■ DOCUMENT SEGMENT:
--- START ---
One thing I have always struggled to cope with is my blatant imperfection. Over the past few years, I constantly found myself trying my best to say the right thing, act the right way, and essentially, be the right person. I would do anything to fit in. However, my greatest fear was that someone would learn the truth about me: I was different. This is not in the sense of being a unique snowflake among millions of other unique snowflakes. I was different in the fact that there was something wrong with me.
A chemical imbalance in my brain threatened to shatter the facade of a personality I created for myself. On the outside, I seemed fine. But on the inside, I was terrified. Would people treat me differently if they knew about my mood disorder? Would they stop talking to me altogether for fear that I may lash out? Would I have no support system left?
These questions filled me with anxiety on a regular basis. It was anything but healthy. So for many months following my diagnosis, I kept it a secret. I figured as long as no one knew about it, I could pretend to be normal.
And yet, something felt wrong about it. I couldn't shake the suspicion that I was living an inauthentic life. This illness is a part of who I am: it does not define me, but it is often an explanation for my quirks, flaws, and all of the other things that make me who I am. How could I possibly keep that a secret from the ones I love?
I knew that I couldn't be completely happy with myself until I came clean, but I just didn't know how to go about it. Mental illness isn't exactly something you thrust upon your family and friends. It's a tough subject to tackle.
In the midst of my near identity crisis, I enrolled in an advanced radio production class offered at my college. Little did I know, this class would change my outlook on life. Under the instruction of Paul Crutcher, I discovered the true healing power that comes with telling your story.
For our final project, my classmates and I had to produce our own audio documentary. We were to record, edit, and submit our assignments within a short 6 week period. Initially, I planned on producing my documentary about something arbitrary; maybe my adjustment to a new college, or my passion for theatre. However, a week into the venture, I knew what I had to do.
--- END ---
■ Dataset records:
--- START ---
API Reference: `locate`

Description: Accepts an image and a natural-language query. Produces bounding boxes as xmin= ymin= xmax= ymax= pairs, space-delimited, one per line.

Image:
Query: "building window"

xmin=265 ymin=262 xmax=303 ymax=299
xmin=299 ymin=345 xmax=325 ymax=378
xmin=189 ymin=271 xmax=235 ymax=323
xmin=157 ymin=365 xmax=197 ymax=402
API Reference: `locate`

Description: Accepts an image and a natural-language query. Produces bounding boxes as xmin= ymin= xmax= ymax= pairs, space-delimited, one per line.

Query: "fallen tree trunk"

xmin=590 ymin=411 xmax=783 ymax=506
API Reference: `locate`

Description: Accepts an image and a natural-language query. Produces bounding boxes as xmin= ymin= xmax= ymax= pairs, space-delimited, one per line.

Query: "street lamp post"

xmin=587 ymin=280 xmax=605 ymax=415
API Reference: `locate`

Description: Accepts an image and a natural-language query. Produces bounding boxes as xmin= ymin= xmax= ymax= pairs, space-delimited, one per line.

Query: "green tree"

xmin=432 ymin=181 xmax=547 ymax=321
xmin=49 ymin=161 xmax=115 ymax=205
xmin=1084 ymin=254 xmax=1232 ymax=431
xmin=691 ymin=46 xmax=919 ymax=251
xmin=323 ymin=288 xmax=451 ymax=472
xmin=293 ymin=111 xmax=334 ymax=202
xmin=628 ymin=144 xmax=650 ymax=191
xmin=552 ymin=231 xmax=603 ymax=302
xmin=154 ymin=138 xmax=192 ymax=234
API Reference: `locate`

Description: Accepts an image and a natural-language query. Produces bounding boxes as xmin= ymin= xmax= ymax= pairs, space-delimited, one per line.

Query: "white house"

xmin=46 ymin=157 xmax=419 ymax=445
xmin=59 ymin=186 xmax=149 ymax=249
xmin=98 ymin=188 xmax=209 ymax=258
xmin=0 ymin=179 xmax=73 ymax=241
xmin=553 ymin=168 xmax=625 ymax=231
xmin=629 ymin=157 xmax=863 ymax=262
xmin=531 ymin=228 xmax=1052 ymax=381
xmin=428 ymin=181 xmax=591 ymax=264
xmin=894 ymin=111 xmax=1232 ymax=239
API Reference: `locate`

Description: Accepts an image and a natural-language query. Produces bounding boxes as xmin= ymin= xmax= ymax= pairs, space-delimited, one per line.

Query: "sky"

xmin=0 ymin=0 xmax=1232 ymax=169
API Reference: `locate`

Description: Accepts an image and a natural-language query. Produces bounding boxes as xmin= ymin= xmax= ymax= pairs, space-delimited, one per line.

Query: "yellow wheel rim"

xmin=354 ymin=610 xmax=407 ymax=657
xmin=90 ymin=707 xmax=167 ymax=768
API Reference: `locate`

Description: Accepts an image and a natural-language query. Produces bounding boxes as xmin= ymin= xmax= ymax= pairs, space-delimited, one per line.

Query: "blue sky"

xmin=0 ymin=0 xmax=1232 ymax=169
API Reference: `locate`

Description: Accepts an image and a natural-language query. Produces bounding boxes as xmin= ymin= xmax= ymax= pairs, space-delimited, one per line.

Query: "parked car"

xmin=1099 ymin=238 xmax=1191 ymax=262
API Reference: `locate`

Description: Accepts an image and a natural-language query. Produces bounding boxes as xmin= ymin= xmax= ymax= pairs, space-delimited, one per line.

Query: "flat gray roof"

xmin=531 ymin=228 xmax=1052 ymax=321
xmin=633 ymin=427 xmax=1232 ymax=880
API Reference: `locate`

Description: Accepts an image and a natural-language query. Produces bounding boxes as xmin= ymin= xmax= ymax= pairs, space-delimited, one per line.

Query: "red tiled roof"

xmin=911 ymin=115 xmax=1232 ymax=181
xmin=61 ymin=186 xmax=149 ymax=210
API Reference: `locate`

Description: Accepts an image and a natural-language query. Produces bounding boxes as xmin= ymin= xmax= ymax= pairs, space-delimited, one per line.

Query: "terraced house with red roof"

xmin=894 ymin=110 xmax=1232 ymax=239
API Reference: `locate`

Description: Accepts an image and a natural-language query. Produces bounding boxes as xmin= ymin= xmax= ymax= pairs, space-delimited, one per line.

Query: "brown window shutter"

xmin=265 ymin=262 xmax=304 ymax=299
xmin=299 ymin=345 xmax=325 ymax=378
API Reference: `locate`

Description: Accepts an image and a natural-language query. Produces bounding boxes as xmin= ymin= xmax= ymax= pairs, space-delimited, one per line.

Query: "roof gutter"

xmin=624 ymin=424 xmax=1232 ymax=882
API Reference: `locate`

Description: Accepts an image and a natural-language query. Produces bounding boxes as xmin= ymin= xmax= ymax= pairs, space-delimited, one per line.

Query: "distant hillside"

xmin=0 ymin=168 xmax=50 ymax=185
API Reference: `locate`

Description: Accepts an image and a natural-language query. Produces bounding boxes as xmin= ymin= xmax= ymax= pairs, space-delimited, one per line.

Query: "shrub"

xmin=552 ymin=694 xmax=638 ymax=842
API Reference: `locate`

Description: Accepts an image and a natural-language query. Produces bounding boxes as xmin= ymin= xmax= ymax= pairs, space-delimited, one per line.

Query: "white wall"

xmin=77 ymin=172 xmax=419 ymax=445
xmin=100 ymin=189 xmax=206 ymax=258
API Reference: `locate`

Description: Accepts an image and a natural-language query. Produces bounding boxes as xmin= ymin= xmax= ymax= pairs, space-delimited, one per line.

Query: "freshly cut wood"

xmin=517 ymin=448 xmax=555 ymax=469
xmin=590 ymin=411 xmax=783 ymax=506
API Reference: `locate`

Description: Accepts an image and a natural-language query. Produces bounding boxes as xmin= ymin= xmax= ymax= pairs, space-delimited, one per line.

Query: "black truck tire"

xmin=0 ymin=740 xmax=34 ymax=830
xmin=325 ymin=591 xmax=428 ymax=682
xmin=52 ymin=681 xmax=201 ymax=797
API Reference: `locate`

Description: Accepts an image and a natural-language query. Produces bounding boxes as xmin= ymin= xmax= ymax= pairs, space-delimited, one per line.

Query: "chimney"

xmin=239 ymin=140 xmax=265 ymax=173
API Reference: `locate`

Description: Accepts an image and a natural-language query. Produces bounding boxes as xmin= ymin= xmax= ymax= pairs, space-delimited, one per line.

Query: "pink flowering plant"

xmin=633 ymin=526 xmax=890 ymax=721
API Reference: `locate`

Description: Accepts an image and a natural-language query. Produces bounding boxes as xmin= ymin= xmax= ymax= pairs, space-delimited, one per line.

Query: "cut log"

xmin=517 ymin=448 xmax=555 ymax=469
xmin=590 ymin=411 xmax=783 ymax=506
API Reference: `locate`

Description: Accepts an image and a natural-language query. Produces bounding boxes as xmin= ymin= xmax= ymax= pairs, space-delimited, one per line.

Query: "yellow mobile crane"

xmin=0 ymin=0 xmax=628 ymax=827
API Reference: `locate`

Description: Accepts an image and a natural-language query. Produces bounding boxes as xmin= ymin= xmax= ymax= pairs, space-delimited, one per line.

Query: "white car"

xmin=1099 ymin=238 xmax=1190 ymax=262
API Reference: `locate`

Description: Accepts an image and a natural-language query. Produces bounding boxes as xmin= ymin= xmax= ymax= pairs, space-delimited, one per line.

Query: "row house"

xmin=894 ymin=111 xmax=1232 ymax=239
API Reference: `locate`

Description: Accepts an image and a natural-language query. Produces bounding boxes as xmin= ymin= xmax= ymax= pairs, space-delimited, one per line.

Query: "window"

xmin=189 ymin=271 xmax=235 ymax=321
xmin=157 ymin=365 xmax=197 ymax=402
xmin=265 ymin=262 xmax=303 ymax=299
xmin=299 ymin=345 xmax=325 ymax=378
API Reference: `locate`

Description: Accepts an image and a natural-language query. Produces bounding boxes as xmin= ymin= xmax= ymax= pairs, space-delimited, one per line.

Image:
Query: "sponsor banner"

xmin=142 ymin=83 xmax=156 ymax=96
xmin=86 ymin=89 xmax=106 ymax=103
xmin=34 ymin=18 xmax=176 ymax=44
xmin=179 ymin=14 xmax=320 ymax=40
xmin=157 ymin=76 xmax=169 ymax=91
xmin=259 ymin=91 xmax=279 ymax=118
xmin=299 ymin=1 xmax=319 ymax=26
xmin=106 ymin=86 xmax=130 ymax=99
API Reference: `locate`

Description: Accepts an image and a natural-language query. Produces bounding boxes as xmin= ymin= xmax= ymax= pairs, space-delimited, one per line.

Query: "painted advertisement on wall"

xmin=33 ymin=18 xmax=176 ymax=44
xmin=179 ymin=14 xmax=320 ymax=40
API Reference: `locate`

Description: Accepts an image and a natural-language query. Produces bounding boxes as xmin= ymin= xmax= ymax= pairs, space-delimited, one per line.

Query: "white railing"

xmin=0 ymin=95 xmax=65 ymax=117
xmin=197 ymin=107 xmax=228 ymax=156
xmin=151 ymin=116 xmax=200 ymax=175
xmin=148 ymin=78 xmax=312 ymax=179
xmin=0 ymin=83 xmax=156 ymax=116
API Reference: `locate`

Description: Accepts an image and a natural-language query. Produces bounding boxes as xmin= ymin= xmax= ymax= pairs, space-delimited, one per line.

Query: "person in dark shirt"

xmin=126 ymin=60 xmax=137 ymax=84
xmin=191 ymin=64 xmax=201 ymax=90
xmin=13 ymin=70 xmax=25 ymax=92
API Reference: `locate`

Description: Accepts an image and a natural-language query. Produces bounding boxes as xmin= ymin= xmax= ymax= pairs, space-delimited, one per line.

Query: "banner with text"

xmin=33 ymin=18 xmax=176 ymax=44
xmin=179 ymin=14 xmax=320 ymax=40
--- END ---
■ WORK ORDER 1:
Who taught the advanced radio production class described in the mood disorder essay?
■ WORK ORDER 2:
Echo the stretch of the mood disorder essay from "I knew that" through "subject to tackle.".
■ WORK ORDER 3:
Give what follows in the mood disorder essay, picking up after its last sentence.
The dataset listing has nothing to do with the mood disorder essay.

■ ANSWER SPACE 1:
Paul Crutcher.

■ ANSWER SPACE 2:
I knew that I couldn't be completely happy with myself until I came clean, but I just didn't know how to go about it. Mental illness isn't exactly something you thrust upon your family and friends. It's a tough subject to tackle.

■ ANSWER SPACE 3:
Vulnerable and truly scared to death, I worked tirelessly at painting my story with sound. Weeks of endless script writing, meticulous editing, and anxiety attacks left me with the final product: an unapologetic narrative of me.
Producing this documentary has been a journey in itself. In the beginning, I was only after a good grade to pad my GPA. But when I actually started off on this endeavor, I realized it was so much more than that. I discovered that my story was one to be told. Putting myself into this rigorous and exhausting position made me understand that I should not be ashamed of who I am.
I used to be terrified of my flaws, but now I am learning to embrace them. By using this documentary to tell my story, I have also seen the support it has lent others struggling with the same things. I think that has been the most rewarding aspect of it all.
For once in my life, I can finally say that I am proud of myself.
Words are the most powerful symbols on the planet. Raw emotion can flow through words like water through rapids. And when these words are your own, you can fully realize the overwhelming power of telling your story. It can be a wild ride, but in the end, it's so worth it.
You may only get one chance to tell your story, so my advice is to simply take advantage of it. You never know the lives it may touch and the true healing that can wash over you.